++++ Items

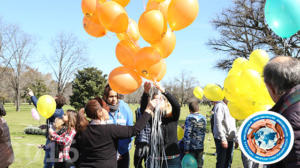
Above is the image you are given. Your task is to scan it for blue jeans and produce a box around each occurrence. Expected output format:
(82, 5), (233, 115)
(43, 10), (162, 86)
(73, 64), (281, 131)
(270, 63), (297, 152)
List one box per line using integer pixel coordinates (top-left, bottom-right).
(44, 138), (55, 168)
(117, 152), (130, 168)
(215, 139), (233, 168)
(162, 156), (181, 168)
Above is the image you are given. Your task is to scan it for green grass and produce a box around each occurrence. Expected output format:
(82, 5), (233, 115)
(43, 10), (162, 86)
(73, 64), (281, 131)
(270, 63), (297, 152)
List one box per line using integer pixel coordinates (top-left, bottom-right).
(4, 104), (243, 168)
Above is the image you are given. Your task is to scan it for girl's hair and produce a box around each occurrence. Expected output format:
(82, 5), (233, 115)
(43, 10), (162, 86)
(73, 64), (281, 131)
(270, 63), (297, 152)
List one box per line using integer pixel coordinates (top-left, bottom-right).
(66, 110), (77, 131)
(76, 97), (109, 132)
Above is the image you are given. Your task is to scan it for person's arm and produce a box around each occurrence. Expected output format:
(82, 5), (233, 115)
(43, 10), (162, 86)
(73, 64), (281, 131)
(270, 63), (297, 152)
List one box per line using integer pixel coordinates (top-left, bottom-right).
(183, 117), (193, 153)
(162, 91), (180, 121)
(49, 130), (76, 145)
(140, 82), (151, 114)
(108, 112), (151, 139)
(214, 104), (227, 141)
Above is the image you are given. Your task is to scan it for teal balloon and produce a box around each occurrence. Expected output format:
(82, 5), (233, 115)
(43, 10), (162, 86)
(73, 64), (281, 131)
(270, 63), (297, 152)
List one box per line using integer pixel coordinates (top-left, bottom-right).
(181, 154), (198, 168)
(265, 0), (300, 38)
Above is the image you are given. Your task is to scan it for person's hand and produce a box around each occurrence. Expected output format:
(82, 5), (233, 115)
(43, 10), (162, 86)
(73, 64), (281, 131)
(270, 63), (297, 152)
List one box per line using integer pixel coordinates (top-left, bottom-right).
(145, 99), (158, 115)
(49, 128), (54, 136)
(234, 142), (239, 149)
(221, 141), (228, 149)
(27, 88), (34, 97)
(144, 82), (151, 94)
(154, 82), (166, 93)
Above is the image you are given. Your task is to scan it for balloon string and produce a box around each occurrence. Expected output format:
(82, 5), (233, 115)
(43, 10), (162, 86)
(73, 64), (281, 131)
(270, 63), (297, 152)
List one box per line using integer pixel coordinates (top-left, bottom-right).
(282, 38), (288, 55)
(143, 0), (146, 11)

++++++++

== Prompt ==
Turn everything from the line containing "for person's hand" down to the end of the records into a numbered list, one line per item, leaving out any blank lines.

== Result of the exercise ==
1. Above is the image you are given. Your task is to scan it for person's hand and produce a box around each occurrence. Expected output format:
2. (82, 5), (233, 115)
3. (43, 10), (162, 86)
4. (73, 64), (281, 131)
5. (270, 63), (297, 152)
6. List one box per line using integer pixel coordinates (top-left, bottom-right).
7. (145, 99), (158, 115)
8. (49, 128), (54, 136)
9. (234, 142), (239, 149)
10. (221, 141), (228, 149)
11. (27, 88), (34, 97)
12. (144, 82), (151, 94)
13. (154, 82), (166, 93)
14. Above is the image you are given. Your task is to scan it for balloon string and produce a box around each occurrence. Expected output format:
15. (82, 5), (233, 115)
16. (43, 10), (162, 86)
17. (73, 64), (281, 131)
18. (270, 63), (297, 152)
19. List one box per line using integer pixel coordinates (top-left, bottom-right).
20. (282, 38), (288, 55)
21. (143, 0), (146, 11)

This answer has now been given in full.